■ **Task requirements**: Everything in the records except the pictures needs to be printed again exactly.

+ + + + + + +

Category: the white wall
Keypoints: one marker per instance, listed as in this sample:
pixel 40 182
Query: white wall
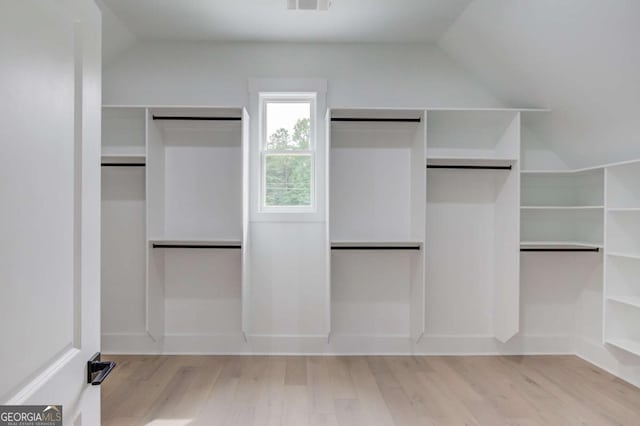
pixel 158 73
pixel 357 75
pixel 577 57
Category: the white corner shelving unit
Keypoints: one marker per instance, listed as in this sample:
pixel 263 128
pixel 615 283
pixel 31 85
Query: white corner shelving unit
pixel 376 222
pixel 472 224
pixel 562 210
pixel 622 260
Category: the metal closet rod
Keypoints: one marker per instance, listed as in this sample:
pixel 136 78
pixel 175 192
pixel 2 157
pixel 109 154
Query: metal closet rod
pixel 123 164
pixel 577 249
pixel 377 120
pixel 375 248
pixel 467 167
pixel 199 246
pixel 195 118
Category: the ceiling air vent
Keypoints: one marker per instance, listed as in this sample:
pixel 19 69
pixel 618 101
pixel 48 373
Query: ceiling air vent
pixel 308 4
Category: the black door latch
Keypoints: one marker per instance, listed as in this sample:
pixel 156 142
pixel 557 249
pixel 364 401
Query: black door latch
pixel 98 370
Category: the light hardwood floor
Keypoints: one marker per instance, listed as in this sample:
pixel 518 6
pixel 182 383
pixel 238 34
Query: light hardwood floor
pixel 362 391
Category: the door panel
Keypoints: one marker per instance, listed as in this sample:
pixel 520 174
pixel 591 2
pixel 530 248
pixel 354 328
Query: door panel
pixel 49 209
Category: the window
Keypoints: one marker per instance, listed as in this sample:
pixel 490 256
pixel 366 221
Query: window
pixel 288 152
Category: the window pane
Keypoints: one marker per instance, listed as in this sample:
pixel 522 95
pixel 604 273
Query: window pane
pixel 288 180
pixel 288 125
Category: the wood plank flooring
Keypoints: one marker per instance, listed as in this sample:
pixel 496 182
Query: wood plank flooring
pixel 363 391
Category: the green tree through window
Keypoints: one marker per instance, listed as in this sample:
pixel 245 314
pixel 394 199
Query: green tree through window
pixel 288 175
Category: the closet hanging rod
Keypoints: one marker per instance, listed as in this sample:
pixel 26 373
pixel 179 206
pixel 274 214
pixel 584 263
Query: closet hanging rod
pixel 467 167
pixel 375 248
pixel 575 249
pixel 194 118
pixel 376 120
pixel 198 246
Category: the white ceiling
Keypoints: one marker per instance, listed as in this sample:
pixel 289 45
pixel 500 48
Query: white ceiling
pixel 369 21
pixel 578 57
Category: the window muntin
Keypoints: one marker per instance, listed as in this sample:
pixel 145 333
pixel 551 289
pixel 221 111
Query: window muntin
pixel 288 152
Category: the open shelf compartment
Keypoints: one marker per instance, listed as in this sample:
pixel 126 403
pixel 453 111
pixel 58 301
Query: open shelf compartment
pixel 377 180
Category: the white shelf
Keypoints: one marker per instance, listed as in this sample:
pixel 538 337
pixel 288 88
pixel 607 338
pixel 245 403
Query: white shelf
pixel 624 209
pixel 561 207
pixel 559 245
pixel 470 161
pixel 626 300
pixel 628 345
pixel 625 255
pixel 125 150
pixel 123 159
pixel 186 243
pixel 355 244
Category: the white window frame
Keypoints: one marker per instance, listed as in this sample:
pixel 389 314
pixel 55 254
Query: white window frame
pixel 287 97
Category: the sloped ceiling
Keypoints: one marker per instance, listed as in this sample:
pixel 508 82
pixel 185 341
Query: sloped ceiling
pixel 347 21
pixel 578 57
pixel 116 37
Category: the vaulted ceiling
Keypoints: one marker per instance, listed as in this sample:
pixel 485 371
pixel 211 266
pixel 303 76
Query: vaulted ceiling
pixel 577 57
pixel 269 20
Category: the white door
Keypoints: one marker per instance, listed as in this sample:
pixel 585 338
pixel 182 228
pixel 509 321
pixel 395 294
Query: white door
pixel 49 204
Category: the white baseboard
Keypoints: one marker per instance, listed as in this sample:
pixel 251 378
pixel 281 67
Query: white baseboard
pixel 338 344
pixel 621 364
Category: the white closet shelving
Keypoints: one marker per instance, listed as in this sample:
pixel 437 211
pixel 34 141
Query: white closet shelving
pixel 123 215
pixel 195 217
pixel 191 233
pixel 376 222
pixel 472 223
pixel 562 209
pixel 622 264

+ + + + + + +

■ **Written response**:
Category: the white wall
Keypoints: one marker per instance, listed as in this sample:
pixel 40 182
Query: white wall
pixel 158 73
pixel 357 75
pixel 577 57
Category: the white corner shelving unit
Keypoints: one marker per instance, listed as in this sample:
pixel 263 128
pixel 615 283
pixel 31 85
Query: white corner shelving unit
pixel 376 222
pixel 472 224
pixel 562 210
pixel 622 260
Category: the metal closet rod
Keypoints: one marker per instance, listed as in this sample:
pixel 136 78
pixel 175 192
pixel 2 157
pixel 109 154
Query: metal closet rod
pixel 123 164
pixel 577 249
pixel 377 120
pixel 375 248
pixel 467 167
pixel 199 246
pixel 195 118
Category: the ceiling air vent
Keypoints: one marker per instance, listed as in this sample:
pixel 19 69
pixel 618 101
pixel 48 373
Query: ceiling air vent
pixel 308 4
Category: the black door latch
Keypoints: one marker per instance, listed as in this sample:
pixel 156 142
pixel 557 249
pixel 364 401
Query: black door latch
pixel 98 370
Category: the light hardwood floor
Keypoints: one marker per instance, listed as in this sample:
pixel 518 6
pixel 182 383
pixel 238 34
Query: light hardwood floor
pixel 362 391
Category: the door panel
Keypoints: one marker per instance, listed as in this sample:
pixel 520 174
pixel 591 2
pixel 530 248
pixel 354 328
Query: door panel
pixel 49 209
Category: the window
Keypoints: one marker per instance, listed as in this sample:
pixel 490 256
pixel 366 221
Query: window
pixel 288 152
Category: the window pane
Keypoints: one marker per instance, listed as in this sample:
pixel 522 95
pixel 604 273
Query: window pane
pixel 288 180
pixel 288 125
Category: the wood plank flooring
Keypoints: one marker per instance, listed as in this sample:
pixel 496 182
Query: wood plank flooring
pixel 363 391
Category: the green tree through window
Keypoints: one marker per instance, listed as in this sample:
pixel 245 314
pixel 394 199
Query: green tree through window
pixel 288 175
Category: the closet hanging rod
Keypoints: one marker per instance, listed as in this sample:
pixel 26 373
pixel 179 206
pixel 274 214
pixel 584 263
Query: closet hanging rod
pixel 467 167
pixel 375 248
pixel 575 249
pixel 194 118
pixel 376 120
pixel 198 246
Category: the white ceiling
Keypoints: one marker per instance, listed as in this sample:
pixel 289 45
pixel 500 48
Query: white ceiling
pixel 369 21
pixel 578 57
Category: the window muntin
Keypoints: one marker per instance, listed as in this sample:
pixel 145 333
pixel 551 289
pixel 221 111
Query: window muntin
pixel 288 152
Category: the open shelf compartment
Keypoints: one marker per instance, listed as in this sample:
pixel 126 403
pixel 453 111
pixel 58 301
Query: open shelf compartment
pixel 377 180
Category: the white shelf
Keypoints: one marker per instance, listed as in this sample:
pixel 538 337
pixel 288 88
pixel 607 338
pixel 245 403
Query: white shelf
pixel 624 209
pixel 561 207
pixel 559 245
pixel 470 161
pixel 626 300
pixel 628 345
pixel 625 255
pixel 125 150
pixel 123 159
pixel 186 243
pixel 355 244
Category: the white window frame
Keypoints: one marker per instance, listed as in this sample:
pixel 389 314
pixel 55 254
Query: white window frame
pixel 287 97
Category: the sloped ceiling
Keypoints: one marker per instance, listed as in this sample:
pixel 508 82
pixel 185 341
Query: sloped ceiling
pixel 347 21
pixel 578 57
pixel 116 37
Category: the vaulted ceiling
Keypoints: one marker per instance, listed as in this sample:
pixel 485 371
pixel 211 266
pixel 303 76
Query: vaulted ceiling
pixel 577 57
pixel 269 20
Category: the white door
Keypoints: one marker per instance, listed as in this sample:
pixel 585 338
pixel 182 228
pixel 509 321
pixel 395 294
Query: white door
pixel 49 204
Category: the white baseboard
Keypoints: one marker per instance, listed as in this sample:
pixel 251 378
pixel 281 67
Query: white baseboard
pixel 338 344
pixel 621 364
Category: the white closet shelving
Keypoints: one marker per instance, listed as in this sample:
pixel 437 211
pixel 34 141
Query: white closet shelving
pixel 123 215
pixel 195 217
pixel 191 233
pixel 376 222
pixel 472 223
pixel 562 209
pixel 622 264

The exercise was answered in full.